§ **PROBLEM TO WORK ON**
Could you write the entries out again, exactly as they are?

Region pointing data:
# # #

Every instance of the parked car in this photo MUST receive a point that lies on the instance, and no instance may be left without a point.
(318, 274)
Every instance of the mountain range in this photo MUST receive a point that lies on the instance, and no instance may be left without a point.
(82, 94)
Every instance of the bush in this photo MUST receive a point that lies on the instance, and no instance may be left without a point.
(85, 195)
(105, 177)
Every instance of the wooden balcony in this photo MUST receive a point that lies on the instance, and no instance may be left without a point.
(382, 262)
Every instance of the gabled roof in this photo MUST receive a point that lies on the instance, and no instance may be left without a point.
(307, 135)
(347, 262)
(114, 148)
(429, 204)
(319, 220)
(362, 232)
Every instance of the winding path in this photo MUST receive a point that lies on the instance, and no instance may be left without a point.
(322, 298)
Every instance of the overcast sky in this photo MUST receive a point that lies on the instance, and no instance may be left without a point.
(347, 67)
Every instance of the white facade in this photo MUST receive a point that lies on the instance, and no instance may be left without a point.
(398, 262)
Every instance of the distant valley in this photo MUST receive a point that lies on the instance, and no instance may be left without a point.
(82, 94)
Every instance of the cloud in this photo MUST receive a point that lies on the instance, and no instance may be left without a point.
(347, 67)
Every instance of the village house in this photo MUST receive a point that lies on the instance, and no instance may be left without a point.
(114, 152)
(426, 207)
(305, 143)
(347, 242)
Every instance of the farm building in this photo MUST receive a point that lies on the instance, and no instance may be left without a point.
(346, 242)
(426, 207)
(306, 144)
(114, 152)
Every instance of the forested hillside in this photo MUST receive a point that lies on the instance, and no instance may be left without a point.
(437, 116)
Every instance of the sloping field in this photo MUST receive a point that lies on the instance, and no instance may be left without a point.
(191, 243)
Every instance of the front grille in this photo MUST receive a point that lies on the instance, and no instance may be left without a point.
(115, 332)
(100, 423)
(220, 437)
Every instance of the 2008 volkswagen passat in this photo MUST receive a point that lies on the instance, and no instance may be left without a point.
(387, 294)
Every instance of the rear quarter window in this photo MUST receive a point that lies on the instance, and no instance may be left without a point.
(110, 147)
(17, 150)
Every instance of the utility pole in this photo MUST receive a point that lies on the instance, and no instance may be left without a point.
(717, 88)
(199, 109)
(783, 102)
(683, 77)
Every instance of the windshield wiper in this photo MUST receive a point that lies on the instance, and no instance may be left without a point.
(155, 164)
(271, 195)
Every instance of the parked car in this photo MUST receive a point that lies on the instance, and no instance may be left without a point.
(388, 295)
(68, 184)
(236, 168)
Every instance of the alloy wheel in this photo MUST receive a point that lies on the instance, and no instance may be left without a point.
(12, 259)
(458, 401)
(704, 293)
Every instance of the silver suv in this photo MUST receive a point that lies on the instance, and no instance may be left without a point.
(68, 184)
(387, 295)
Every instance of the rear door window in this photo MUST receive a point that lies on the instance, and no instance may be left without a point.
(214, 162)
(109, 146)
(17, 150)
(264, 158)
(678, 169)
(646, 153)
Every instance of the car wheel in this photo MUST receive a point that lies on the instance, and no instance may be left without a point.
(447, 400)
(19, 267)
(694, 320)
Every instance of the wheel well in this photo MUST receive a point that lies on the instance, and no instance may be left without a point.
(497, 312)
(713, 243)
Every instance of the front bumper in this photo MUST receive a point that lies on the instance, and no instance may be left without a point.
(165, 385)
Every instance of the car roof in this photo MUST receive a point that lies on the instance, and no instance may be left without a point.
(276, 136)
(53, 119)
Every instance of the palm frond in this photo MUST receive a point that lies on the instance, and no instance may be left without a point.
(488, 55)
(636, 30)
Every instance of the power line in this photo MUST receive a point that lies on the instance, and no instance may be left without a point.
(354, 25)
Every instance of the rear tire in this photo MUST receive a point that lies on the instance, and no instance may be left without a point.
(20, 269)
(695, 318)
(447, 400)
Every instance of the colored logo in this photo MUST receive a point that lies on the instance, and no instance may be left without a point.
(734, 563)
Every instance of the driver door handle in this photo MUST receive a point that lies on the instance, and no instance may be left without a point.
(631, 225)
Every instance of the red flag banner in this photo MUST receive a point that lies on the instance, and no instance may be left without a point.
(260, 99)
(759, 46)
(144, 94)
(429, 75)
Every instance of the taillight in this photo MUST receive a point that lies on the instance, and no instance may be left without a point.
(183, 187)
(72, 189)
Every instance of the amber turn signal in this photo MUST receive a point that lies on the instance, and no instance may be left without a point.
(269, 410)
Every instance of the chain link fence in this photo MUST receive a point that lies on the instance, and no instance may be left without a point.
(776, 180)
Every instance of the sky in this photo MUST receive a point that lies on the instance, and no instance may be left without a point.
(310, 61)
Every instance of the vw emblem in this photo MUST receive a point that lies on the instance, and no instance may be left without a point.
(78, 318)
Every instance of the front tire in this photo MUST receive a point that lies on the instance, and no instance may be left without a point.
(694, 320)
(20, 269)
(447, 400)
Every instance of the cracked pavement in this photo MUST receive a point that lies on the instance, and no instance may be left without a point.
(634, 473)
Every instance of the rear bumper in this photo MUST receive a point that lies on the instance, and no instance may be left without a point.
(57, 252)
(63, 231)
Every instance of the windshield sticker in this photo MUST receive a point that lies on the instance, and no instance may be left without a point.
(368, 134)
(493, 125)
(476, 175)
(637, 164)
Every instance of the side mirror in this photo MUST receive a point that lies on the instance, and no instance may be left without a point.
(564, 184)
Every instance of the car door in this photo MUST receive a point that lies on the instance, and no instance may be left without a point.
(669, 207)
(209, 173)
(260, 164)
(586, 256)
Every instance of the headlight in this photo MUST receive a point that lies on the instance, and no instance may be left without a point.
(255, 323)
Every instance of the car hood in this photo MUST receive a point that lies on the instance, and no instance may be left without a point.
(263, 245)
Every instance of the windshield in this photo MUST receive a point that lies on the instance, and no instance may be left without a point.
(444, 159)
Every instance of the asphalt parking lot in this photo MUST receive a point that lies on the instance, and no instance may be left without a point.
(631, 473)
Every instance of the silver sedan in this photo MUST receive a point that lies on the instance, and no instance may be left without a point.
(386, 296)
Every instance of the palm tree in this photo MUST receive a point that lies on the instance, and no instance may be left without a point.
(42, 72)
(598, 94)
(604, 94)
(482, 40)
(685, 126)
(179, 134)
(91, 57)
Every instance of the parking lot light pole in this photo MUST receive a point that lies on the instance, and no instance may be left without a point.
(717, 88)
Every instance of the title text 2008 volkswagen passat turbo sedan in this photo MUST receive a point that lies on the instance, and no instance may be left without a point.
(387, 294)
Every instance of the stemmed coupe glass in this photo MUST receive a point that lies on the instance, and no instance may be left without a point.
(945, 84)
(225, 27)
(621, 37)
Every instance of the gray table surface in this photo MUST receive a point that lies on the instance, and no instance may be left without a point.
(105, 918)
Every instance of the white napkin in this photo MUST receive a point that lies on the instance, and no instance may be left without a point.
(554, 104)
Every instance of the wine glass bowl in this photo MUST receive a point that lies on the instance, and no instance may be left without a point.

# # #

§ **TASK RESULT**
Every instance of the parked car in this photo MUST receive a point that lies on the instance, and no instance may be left without a point.
(318, 274)
Every instance of the mountain range in this photo MUST receive a point that lies on the instance, and no instance may be left without a point.
(82, 94)
Every instance of the bush in this photo MUST receive a point that lies on the instance, and no instance may be left without a point.
(85, 195)
(105, 177)
Every instance of the wooden balcony in this photo MUST receive a point that lies on the instance, and no instance may be left without a point.
(382, 262)
Every instance of the gabled roof in this photo MUST receive a point that lies on the instance, and no instance may be left without a point.
(307, 135)
(347, 262)
(114, 148)
(429, 204)
(319, 220)
(362, 232)
Every instance of the winding path in this photo MUST receive a point that lies on the instance, and no instance may be left without a point.
(322, 298)
Every instance of the overcast sky in this photo MUST receive a point that lies on the instance, and no instance may be left without a point.
(347, 67)
Every instance of the white facade in this photo MUST receive a point that lies on the instance, and no instance may be left without a point.
(398, 262)
Every instance of the distant valley in this photo MUST receive a point that lies on the instance, and no instance may be left without a point.
(82, 94)
Every instance of the cloud in this photo MUST receive a point that lies on the instance, and no instance may be left without a point.
(347, 67)
Every instance of the village house in this photo MUST receive a point that lies on the instance, and no instance may be left without a point.
(114, 152)
(426, 207)
(305, 143)
(347, 242)
Every instance of the farm building in this photo MUST receive a point that lies on the instance, and no instance may be left without a point.
(346, 242)
(426, 207)
(306, 144)
(114, 152)
Every instance of the forested hillside in this photo MUST receive a point that lies on the instance, and no instance may be left without a point.
(437, 116)
Every instance of the sloping field in this photo MUST receive a point that lies on the instance, and no instance may be left without a point.
(191, 243)
Every instance of the front grille in this photo MUST receive a point that lies on the instance, and no instance may be left without a point.
(115, 332)
(100, 423)
(220, 437)
Every instance of the 2008 volkswagen passat in this photo MUST receive a point that lies on the instance, and no instance may be left without a point.
(387, 294)
Every instance of the rear quarter window in this photo MUST receive a point that lies on the instance, and no instance may be left without a point.
(110, 147)
(17, 150)
Every instance of the utility pole in this photo MUST receive a point that lies on the instance, and no instance may be left without a point.
(717, 88)
(199, 109)
(783, 102)
(683, 77)
Every instance of the windshield wiper in this photo MUST receive a point that lies on the instance, and no instance may be left without a point.
(155, 164)
(271, 195)
Every instance of the parked car in this photo MUST receive a point that lies on the instance, and no instance may be left without a point.
(388, 295)
(68, 184)
(236, 168)
Every instance of the alloy wheel in this photo MUST receive a point that lies on the instance, and no instance may be left without a point.
(12, 259)
(458, 401)
(704, 293)
Every instance of the silver suv in this photo MUST receive a point that lies on the instance, and no instance may be left without a point.
(68, 184)
(387, 295)
Every instance of the rear door window in this photo MUST receive a point that lies on the instance, and no instance may be left without a point.
(214, 162)
(109, 146)
(17, 150)
(264, 158)
(678, 169)
(646, 153)
Every instance of the car wheel in this photo MUST receive a point that lies on the instance, and no instance may be left without a point.
(447, 400)
(19, 267)
(694, 320)
Every instance of the wheel well in this photo MUST receive a point that lies on the instance, and no instance may be left without a point.
(497, 312)
(713, 243)
Every instance of the front bumper in this photo MUST receive a point that lies on the instance, and no instance may be left without a point.
(165, 385)
Every instance of the car roof in this photo MUST receive a point that lies on the instance, and no instance may be left without a point.
(276, 136)
(53, 119)
Every instance of the palm frond in this photo MUST receive a point that lies on the instance, and no instance may be left without a point.
(488, 55)
(636, 30)
Every instance of the power line in this photo MUST receive a point that lies on the instance, and no instance may be left without a point.
(354, 25)
Every instance of the rear tire in this photo MUST receive a point that lies on the instance, and no instance may be left without a point.
(20, 269)
(695, 318)
(447, 400)
Every instance of the colored logo in this photo MUST receive a point that lies on the instance, and no instance may be left without a point.
(734, 563)
Every instance of the driver door handle in this photo MUST receive a point that lies on the instance, and no instance may be left without a point.
(631, 225)
Every instance of the red flag banner in this photo MUST receive a point that lies on the instance, and no instance may be left without a point.
(260, 99)
(759, 46)
(144, 94)
(429, 75)
Every instance of the taillight in this photo MUST receive a point that lies on the instance, and no instance may be left without a point.
(183, 187)
(72, 189)
Every instance of the amber turn signal in this photo MUST receive a point that lies on the instance, and no instance may be left without a point.
(269, 410)
Every instance of the chain link fence in this photo MUST receive a point that lies on the instance, and no instance may be left without a point.
(776, 180)
Every instance of the sky in this photo MUST receive a point that lies on the instance, and no instance may be left without a point.
(310, 61)
Every instance of the vw emblem in this photo MUST receive a point that lies on the instance, and no instance may be left without a point.
(78, 318)
Every instance of the front tire in this photo MUST receive a point that lies on the instance, and no instance may be left without a point.
(694, 320)
(20, 269)
(447, 400)
Every instance of the cracked pavement in this photo MUST receive a point that lies on the instance, and no instance may be left without a point.
(634, 473)
Every instance of the rear bumper in this photo MUST receive a point that lies on the instance, and no instance may be left without a point.
(57, 252)
(63, 231)
Every instance of the windshield sticker in this photo MUST receive a point that lies on the instance, and no instance may be left without a point.
(368, 134)
(493, 125)
(476, 175)
(637, 164)
Every instance of the side mirror in this photo MUST receive a point that lies on the instance, and no instance may be left without a point.
(564, 184)
Every instance of the car door in this photo MUST receive a point that lies on the instance, and no instance may be left without a point.
(669, 207)
(209, 173)
(260, 164)
(586, 256)
Every instance of the headlight in this photo MUST receive a point that lies on the instance, and no instance may be left without a point.
(255, 323)
Every instance of the car hood in this photo MUST receive a point that lies on the instance, and no instance may be left without a point.
(263, 245)
Every instance of the windshield in this photo MUST receive a point that lies on the instance, and no instance may be left without a point.
(444, 159)
Every instance of the asphalt parking lot in this photo MUST receive a point that lies on the instance, and no instance may be left without a point.
(631, 473)
Every instance of the silver sedan in this photo MUST receive a point that lies on the instance, and no instance may be left without a point.
(386, 296)
Every instance of the palm tree in this photo MUST receive a point that lies on the instance, and no instance may be left without a point.
(42, 72)
(598, 94)
(604, 94)
(482, 40)
(685, 126)
(179, 134)
(91, 57)
Every instance of the parking lot light pole in this photo MUST receive a point that lies on the instance, and no instance may be left without a point.
(717, 88)
Every instance of the title text 2008 volkswagen passat turbo sedan in this photo MUST receive a point that lies on the instance, and no instance may be left without a point.
(387, 294)
Every instance of the stemmed coupe glass in this photo MUST receive a point that lies on the instance, and no instance may be left without a point.
(945, 84)
(225, 27)
(621, 37)
Every instance of the gray table surface in this photo MUST receive a point that lies on the instance, and no instance may be left without a point.
(105, 918)
Every instance of the white napkin in this photo MUST receive a point that lies on the instance, and no instance may be left without a point.
(554, 104)
Every instance of the wine glass bowl in this photo MUST receive a point that lies on the instance, and no instance may be left without a point.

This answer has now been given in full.